* [SOURCE EXTRACT]
##########
Ardbeg Ardbog

Released 1 June 2013, 52.1% ABV

In 2013, Ardbeg decided to (temporarily) rename their global day of celebration to help bring attention to the famed peat bogs of their island home and to celebrate the vital part they play in making Ardbeg the peaty pleasure that so many love.

For that reason, Saturday 1 June 2013 was coined Ardbog Day. And what should they name their limited release whisky for Ardbog Day?

Ardbog

There’s a bit of theme going on here guys!

Fans the world over eagerly awaited this release and just like Ardbeg Day the year before it, Ardbog was released globally on Ardbog Day, 1 June 2013.

Ardbog - Bottle and Box

Ardbog had more of a traditional presentation this time, with the hallmark Ardbeg green bottle, dark-coloured label and black presentation box. Not one to disappoint when it comes to quirky details, the matte presentation box was covered in gloss illustrations and gold lettering spelling out interesting peat bog tidbits.
##########
* [CHALLENGES]
a: In the Ardbog page, revise the passage starting with "Ardbeg Ardbog" and going on through "for Ardbog Day?", putting "peatlands" wherever "peat bogs" appears.
b: Name each part of the packaging that the Ardbog page describes, along with the description it gets.

* [EXTRACTED RECORDS]
##########
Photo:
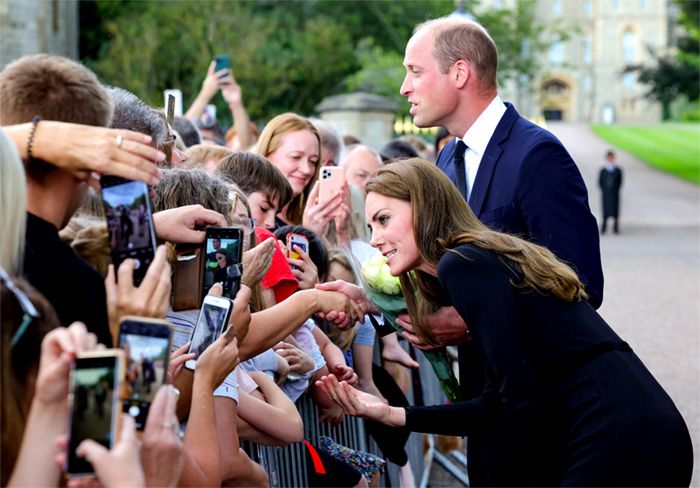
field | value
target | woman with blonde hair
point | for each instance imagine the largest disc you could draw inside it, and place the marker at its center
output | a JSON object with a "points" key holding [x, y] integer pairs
{"points": [[567, 400], [293, 145]]}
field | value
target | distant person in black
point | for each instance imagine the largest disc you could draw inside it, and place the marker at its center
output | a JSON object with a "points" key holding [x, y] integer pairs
{"points": [[610, 182], [59, 89], [576, 405]]}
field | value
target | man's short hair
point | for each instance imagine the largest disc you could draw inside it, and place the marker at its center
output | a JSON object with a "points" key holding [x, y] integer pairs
{"points": [[329, 137], [131, 113], [54, 87], [255, 173], [455, 39]]}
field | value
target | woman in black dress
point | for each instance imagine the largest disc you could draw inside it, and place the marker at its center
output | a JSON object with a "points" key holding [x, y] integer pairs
{"points": [[570, 401]]}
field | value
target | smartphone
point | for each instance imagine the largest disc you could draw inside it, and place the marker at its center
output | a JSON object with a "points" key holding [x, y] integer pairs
{"points": [[130, 222], [331, 180], [213, 318], [146, 346], [221, 62], [299, 241], [94, 404], [222, 263]]}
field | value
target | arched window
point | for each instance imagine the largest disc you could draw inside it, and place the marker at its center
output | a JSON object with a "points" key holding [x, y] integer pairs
{"points": [[556, 51], [629, 46], [587, 49], [554, 87]]}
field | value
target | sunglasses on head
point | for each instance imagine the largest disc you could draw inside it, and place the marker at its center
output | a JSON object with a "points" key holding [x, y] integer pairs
{"points": [[28, 308]]}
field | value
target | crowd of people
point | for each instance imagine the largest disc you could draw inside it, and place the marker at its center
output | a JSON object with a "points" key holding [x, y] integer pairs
{"points": [[490, 234]]}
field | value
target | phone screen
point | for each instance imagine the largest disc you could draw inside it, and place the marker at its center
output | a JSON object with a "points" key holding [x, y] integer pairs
{"points": [[147, 349], [210, 324], [223, 253], [95, 386], [130, 222], [222, 62]]}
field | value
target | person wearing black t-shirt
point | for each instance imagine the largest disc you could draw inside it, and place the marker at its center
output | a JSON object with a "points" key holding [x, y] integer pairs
{"points": [[66, 91]]}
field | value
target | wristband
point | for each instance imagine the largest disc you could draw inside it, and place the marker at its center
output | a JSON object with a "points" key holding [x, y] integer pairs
{"points": [[30, 140]]}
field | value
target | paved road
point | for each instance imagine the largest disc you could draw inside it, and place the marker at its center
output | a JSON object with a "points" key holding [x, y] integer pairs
{"points": [[652, 270]]}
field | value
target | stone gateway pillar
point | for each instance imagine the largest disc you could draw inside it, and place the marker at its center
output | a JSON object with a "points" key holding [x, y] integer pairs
{"points": [[366, 116]]}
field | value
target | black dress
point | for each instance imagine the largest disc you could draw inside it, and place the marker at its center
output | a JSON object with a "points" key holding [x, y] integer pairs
{"points": [[572, 403]]}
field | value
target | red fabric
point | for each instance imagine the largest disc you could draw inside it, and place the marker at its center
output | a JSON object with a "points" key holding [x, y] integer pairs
{"points": [[279, 277], [318, 464]]}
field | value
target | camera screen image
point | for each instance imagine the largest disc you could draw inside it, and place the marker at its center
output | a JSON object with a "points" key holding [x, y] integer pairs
{"points": [[146, 360], [208, 328], [221, 265], [93, 395], [126, 209]]}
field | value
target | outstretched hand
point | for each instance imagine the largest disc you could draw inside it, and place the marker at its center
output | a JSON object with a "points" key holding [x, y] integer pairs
{"points": [[360, 404]]}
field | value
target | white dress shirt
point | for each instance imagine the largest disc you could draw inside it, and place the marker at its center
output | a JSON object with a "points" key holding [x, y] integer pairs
{"points": [[478, 137]]}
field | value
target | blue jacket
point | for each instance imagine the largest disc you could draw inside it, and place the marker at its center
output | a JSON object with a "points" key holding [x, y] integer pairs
{"points": [[528, 185]]}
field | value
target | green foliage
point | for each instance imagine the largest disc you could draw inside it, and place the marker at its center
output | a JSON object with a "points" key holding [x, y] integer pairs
{"points": [[675, 74], [673, 148]]}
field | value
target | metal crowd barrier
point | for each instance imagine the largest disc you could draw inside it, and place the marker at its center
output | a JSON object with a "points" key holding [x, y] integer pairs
{"points": [[286, 465]]}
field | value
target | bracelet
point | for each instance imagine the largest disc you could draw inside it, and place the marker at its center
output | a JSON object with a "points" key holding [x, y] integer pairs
{"points": [[30, 140]]}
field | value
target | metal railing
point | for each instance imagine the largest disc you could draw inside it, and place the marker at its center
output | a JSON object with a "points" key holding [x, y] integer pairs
{"points": [[286, 466]]}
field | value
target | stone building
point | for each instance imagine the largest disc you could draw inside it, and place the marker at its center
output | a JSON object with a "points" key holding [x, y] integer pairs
{"points": [[38, 26], [583, 78]]}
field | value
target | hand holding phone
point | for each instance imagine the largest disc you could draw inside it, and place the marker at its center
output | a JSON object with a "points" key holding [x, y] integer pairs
{"points": [[129, 215], [222, 62], [222, 263], [219, 359], [94, 404], [121, 465], [146, 345], [332, 179], [213, 318]]}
##########
* [SOLUTIONS BELOW]
a:
Ardbeg Ardbog

Released 1 June 2013, 52.1% ABV

In 2013, Ardbeg decided to (temporarily) rename their global day of celebration to help bring attention to the famed peatlands of their island home and to celebrate the vital part they play in making Ardbeg the peaty pleasure that so many love.

For that reason, Saturday 1 June 2013 was coined Ardbog Day. And what should they name their limited release whisky for Ardbog Day?

b:
- Bottle: the hallmark Ardbeg green bottle
- Label: a dark-colored label
- Presentation box: a black, matte box covered in gloss illustrations and gold lettering that spells out peat bog tidbits